## Work required
Gather all lines in the entries that include the word "orange".

Segment Start: Available data

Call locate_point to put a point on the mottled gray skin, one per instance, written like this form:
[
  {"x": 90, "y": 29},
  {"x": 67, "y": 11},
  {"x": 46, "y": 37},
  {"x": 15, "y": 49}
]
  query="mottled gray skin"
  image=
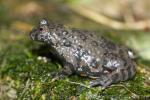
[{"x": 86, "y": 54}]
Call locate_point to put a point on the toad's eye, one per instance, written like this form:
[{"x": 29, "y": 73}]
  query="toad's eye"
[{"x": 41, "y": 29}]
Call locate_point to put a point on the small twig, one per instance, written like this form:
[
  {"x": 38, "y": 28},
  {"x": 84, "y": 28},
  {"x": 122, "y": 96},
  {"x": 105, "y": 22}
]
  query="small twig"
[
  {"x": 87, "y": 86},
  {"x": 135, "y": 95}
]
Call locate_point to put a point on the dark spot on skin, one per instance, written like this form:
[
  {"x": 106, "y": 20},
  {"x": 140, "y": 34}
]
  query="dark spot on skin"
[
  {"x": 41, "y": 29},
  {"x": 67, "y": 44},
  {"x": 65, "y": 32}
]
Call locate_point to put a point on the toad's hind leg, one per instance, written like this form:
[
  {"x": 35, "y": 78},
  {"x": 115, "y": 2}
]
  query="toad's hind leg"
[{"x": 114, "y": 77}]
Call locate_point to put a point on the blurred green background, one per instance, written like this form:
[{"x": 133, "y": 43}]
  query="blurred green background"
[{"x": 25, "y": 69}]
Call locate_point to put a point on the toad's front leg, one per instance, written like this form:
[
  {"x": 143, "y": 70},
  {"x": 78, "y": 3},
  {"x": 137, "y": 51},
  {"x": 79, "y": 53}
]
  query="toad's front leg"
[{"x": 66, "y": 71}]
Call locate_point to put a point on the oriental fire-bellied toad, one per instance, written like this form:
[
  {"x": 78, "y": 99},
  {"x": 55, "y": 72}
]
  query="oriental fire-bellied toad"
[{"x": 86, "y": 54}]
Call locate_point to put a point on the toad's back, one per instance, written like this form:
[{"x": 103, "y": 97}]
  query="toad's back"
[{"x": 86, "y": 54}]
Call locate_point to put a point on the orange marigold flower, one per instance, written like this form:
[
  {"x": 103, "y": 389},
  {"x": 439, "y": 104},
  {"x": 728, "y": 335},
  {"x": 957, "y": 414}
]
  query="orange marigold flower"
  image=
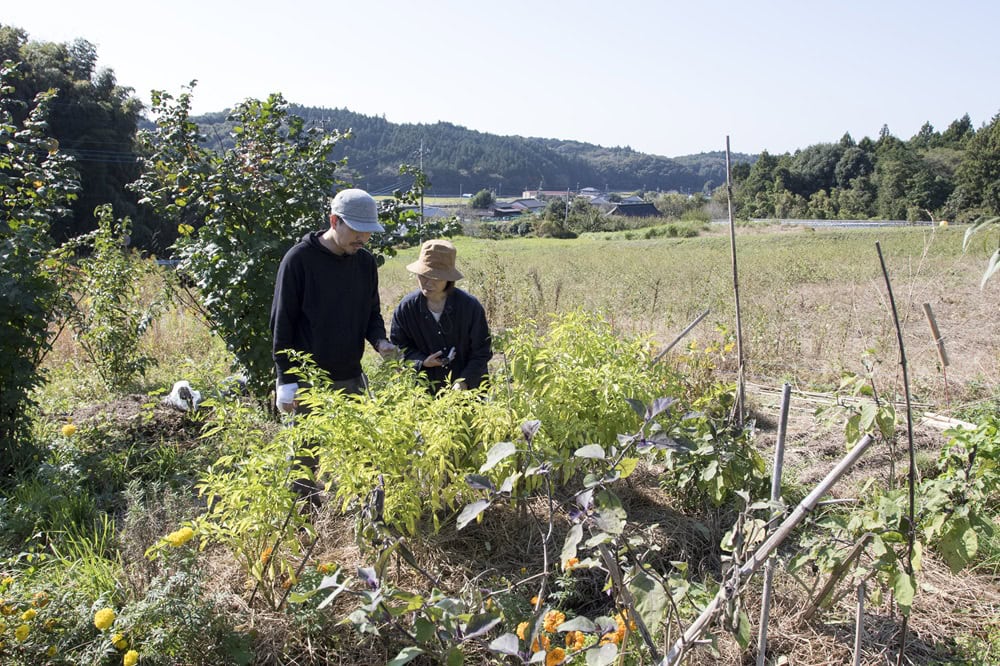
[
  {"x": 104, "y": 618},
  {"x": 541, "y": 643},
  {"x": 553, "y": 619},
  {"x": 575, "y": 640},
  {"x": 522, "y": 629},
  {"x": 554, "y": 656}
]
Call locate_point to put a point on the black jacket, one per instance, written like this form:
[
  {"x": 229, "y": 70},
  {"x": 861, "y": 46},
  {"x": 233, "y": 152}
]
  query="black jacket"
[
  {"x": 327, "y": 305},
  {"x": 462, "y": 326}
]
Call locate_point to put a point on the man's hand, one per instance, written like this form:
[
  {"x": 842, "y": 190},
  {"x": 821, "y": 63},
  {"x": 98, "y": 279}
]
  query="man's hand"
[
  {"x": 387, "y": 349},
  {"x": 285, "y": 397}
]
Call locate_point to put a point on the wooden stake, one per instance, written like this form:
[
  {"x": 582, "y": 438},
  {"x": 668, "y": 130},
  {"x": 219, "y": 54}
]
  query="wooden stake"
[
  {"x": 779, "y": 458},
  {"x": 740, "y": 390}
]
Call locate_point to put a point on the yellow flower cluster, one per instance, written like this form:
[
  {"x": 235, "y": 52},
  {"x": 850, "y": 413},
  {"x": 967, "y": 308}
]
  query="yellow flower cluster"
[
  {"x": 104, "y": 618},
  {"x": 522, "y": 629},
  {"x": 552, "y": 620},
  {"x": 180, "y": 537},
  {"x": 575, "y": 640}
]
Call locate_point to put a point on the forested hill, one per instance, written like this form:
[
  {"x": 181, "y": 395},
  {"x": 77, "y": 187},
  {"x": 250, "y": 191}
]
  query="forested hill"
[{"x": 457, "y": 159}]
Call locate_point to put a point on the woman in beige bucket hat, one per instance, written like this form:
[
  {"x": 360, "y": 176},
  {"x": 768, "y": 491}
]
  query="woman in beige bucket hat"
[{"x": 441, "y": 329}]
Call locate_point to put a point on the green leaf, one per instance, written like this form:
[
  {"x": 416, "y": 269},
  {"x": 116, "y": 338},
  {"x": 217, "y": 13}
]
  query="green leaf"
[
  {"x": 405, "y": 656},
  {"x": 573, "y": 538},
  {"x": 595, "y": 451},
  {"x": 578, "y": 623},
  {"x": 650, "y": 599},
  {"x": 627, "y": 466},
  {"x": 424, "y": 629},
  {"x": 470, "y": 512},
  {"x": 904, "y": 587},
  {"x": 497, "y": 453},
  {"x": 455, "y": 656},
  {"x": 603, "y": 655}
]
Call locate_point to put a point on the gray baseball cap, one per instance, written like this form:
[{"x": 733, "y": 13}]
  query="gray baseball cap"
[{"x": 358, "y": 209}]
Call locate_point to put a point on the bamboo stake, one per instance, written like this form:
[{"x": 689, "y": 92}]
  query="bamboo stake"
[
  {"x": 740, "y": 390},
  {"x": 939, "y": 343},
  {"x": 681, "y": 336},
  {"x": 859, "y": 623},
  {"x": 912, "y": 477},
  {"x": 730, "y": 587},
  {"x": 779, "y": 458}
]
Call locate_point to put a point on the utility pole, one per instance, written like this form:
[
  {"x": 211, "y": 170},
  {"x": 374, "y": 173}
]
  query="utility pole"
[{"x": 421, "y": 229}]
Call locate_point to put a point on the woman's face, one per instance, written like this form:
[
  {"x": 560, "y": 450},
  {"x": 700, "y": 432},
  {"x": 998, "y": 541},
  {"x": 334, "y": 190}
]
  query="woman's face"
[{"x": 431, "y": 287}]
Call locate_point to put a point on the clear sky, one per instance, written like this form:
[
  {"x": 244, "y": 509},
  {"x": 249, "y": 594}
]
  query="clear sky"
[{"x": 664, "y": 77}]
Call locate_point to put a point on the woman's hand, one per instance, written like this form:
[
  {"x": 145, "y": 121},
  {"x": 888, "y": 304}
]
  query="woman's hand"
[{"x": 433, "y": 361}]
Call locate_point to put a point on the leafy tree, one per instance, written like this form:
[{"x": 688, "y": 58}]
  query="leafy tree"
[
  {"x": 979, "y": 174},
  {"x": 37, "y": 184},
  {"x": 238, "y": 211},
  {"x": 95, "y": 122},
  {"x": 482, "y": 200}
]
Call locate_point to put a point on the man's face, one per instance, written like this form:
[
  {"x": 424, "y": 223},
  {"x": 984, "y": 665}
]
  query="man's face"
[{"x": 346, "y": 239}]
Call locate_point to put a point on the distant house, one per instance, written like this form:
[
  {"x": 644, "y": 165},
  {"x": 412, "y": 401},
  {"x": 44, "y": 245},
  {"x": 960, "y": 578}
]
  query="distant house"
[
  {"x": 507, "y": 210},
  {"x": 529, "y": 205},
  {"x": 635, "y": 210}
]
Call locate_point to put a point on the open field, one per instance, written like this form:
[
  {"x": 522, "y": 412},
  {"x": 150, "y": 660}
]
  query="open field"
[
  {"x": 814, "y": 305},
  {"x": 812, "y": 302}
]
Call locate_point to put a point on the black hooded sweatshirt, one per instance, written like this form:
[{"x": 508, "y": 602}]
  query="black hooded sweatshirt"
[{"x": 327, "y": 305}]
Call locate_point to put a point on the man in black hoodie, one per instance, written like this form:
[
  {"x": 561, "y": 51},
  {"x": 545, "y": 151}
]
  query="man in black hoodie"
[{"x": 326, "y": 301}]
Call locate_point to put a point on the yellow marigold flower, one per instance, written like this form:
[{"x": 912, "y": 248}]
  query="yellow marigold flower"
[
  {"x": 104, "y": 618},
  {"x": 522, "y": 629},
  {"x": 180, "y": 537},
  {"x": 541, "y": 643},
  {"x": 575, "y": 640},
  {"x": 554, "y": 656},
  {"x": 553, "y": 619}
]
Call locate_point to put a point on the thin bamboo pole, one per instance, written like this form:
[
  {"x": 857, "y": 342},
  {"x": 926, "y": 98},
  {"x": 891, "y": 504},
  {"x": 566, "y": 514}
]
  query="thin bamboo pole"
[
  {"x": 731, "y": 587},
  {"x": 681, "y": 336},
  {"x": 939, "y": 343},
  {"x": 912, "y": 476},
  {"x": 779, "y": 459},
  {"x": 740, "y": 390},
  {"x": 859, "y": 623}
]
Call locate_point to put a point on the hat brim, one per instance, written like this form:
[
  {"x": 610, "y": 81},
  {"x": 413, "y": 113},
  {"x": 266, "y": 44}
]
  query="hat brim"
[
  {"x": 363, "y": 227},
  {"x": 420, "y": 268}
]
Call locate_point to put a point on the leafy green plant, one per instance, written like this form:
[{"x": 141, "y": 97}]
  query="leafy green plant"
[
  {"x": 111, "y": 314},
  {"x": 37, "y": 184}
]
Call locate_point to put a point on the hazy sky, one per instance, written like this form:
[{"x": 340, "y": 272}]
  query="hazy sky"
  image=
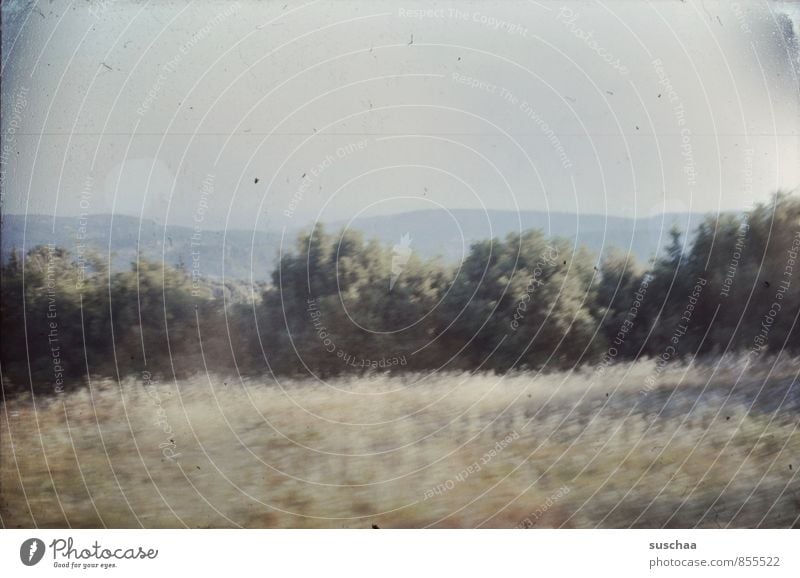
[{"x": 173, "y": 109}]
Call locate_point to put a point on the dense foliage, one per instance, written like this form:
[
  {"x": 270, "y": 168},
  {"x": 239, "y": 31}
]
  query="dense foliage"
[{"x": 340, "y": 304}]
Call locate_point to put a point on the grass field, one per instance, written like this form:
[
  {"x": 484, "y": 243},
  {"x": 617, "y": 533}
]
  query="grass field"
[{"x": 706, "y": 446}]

Segment End: Available data

## Response
Call locate_point to put a point on the orange marigold flower, one per instance, written like this form:
  query="orange marigold flower"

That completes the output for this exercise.